> [TASKS AND EXERCISES]
(1) According to the profile, which organization began acquiring Jessica's archive in 2019?
(2) Return, unchanged, the part of the profile that opens with the words containing "PRESS, PODCASTS &" and closes with "entitled ‘Miscarriage: our story’.".

PRESS, PODCASTS & PUBLIC SPEAKING
Jessica is a high-profile commentator in the press and media. She has written for the Guardian, Daily Mail, Telegraph, Grazia, Psychologies, Huffpost amongst others, and for two years wrote a column entitled From A Patient Perspective for Fertility Road magazine. She has appeared on numerous television and radio shows including BBC Breakfast, Good Morning Britain, This Morning, Panorama, Radio 2 Zoe’s Ball’s Breakfast Show as well as Radio 4’s PM, You and Yours, My Name Is… She was also part of a major feature length documentary on Channel 5 – entitled ‘Miscarriage: our story’.
Jessica also regularly speaks on podcasts, webinars and at live events. She’s been a guest on Emma Gannon’s Control, Alt, Delete Podcast; and has appeared on the Tough Girl Podcast and guest hosted Izzy Judd’s Let’s Talk Fertility. She also regularly chairs and speaks at arts, science and book festivals; book shops and book clubs; schools and universities – from Southbank’s Women of the World Festival to Waterstones, the University of the Third Age to the National Theatre.
TRUSTEESHIPS & DIRECTORSHIPS
Jessica has held a number of non executive positions in the world of fertility and the arts:- she has been a trustee of the national charity Fertility Network UK; a patient adviser to the HFEA, the government’s independent regulator of fertility treatment; and a member of the Fertility Education Initiative. She has also been a trustee/non executive director of numerous arts organisations including Royal Lyceum Theatre Edinburgh, Opera Holland Park, Crying Out Loud, Told By An Idiot and UK Theatre.
A FERTILITY ARCHIVE
In 2019 the Wellcome Trust initiated the process of acquiring Jessica’s personal and professional archive to ensure long term access to researchers and the public to what is increasingly becoming regarded as a ground-breaking body of work on fertility and family in the modern world.

> [Saved entries]
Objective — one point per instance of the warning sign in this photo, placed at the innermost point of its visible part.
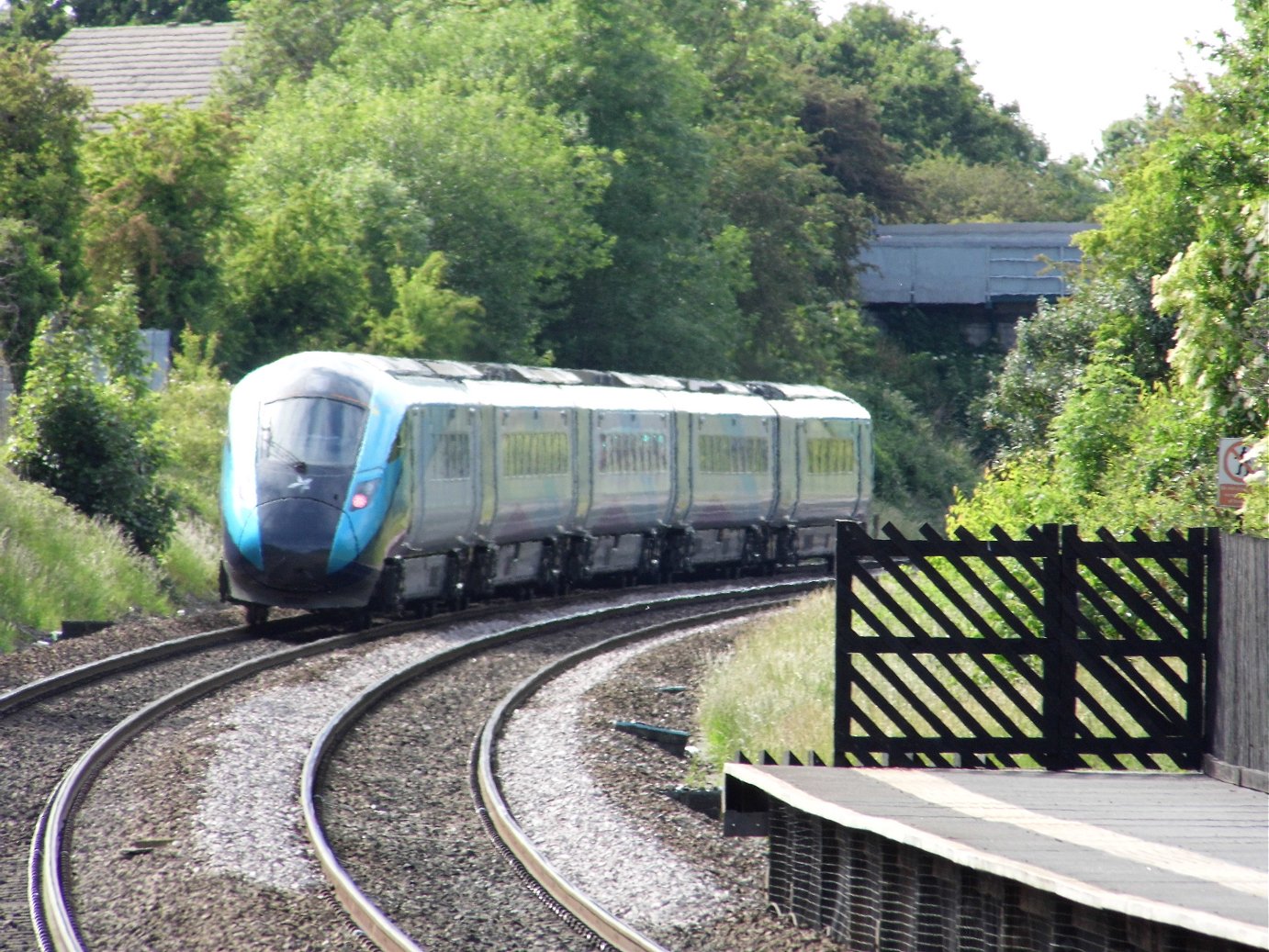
(1233, 470)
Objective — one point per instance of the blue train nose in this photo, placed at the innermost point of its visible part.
(296, 537)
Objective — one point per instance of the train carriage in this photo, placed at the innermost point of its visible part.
(357, 481)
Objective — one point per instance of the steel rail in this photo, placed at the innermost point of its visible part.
(95, 670)
(611, 929)
(51, 913)
(363, 911)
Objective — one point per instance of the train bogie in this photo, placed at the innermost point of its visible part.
(354, 481)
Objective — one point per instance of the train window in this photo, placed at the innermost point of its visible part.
(634, 452)
(452, 456)
(734, 454)
(830, 456)
(311, 431)
(534, 454)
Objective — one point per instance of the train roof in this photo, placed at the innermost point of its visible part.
(408, 368)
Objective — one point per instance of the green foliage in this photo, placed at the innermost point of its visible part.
(429, 319)
(49, 551)
(39, 195)
(120, 13)
(1141, 388)
(774, 690)
(35, 20)
(193, 410)
(917, 466)
(281, 46)
(1053, 347)
(387, 156)
(924, 92)
(95, 444)
(29, 288)
(159, 197)
(953, 191)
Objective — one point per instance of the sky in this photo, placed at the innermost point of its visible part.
(1075, 66)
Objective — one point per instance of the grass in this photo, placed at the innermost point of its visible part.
(56, 564)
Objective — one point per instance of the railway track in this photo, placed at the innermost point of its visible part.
(175, 839)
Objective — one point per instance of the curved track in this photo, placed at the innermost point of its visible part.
(580, 913)
(53, 912)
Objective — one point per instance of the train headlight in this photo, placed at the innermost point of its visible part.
(365, 494)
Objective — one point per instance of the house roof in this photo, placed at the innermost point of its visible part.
(123, 66)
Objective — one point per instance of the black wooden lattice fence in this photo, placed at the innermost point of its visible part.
(1066, 653)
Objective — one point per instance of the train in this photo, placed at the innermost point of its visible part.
(386, 484)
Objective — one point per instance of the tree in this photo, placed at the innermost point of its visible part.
(120, 13)
(29, 288)
(278, 45)
(159, 185)
(94, 443)
(1169, 349)
(953, 191)
(391, 152)
(35, 20)
(924, 92)
(40, 196)
(193, 413)
(429, 318)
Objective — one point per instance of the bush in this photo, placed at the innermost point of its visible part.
(57, 564)
(93, 443)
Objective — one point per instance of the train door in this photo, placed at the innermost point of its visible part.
(448, 478)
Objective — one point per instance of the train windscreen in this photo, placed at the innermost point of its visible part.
(311, 431)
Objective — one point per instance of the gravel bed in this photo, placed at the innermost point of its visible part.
(39, 742)
(189, 834)
(664, 866)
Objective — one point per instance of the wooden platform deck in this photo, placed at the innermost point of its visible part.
(1183, 851)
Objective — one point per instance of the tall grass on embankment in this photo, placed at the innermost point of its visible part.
(57, 564)
(774, 689)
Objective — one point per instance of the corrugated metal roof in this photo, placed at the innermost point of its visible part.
(123, 66)
(969, 264)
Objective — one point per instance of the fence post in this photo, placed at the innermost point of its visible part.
(1061, 607)
(841, 700)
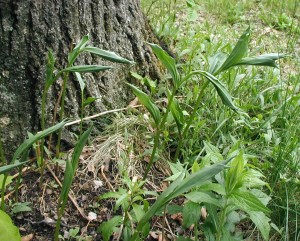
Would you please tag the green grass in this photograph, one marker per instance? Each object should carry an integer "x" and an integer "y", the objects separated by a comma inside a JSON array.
[{"x": 269, "y": 96}]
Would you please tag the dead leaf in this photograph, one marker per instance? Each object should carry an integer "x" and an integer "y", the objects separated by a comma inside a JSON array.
[{"x": 27, "y": 237}]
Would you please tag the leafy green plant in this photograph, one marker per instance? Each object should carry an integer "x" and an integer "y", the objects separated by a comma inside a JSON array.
[
  {"x": 52, "y": 75},
  {"x": 8, "y": 231},
  {"x": 141, "y": 210},
  {"x": 133, "y": 204},
  {"x": 220, "y": 62},
  {"x": 71, "y": 167},
  {"x": 20, "y": 156}
]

> [ANSWERS TO THE EXERCISE]
(1) The Wellcome Trust.

(2)
PRESS, PODCASTS & PUBLIC SPEAKING
Jessica is a high-profile commentator in the press and media. She has written for the Guardian, Daily Mail, Telegraph, Grazia, Psychologies, Huffpost amongst others, and for two years wrote a column entitled From A Patient Perspective for Fertility Road magazine. She has appeared on numerous television and radio shows including BBC Breakfast, Good Morning Britain, This Morning, Panorama, Radio 2 Zoe’s Ball’s Breakfast Show as well as Radio 4’s PM, You and Yours, My Name Is… She was also part of a major feature length documentary on Channel 5 – entitled ‘Miscarriage: our story’.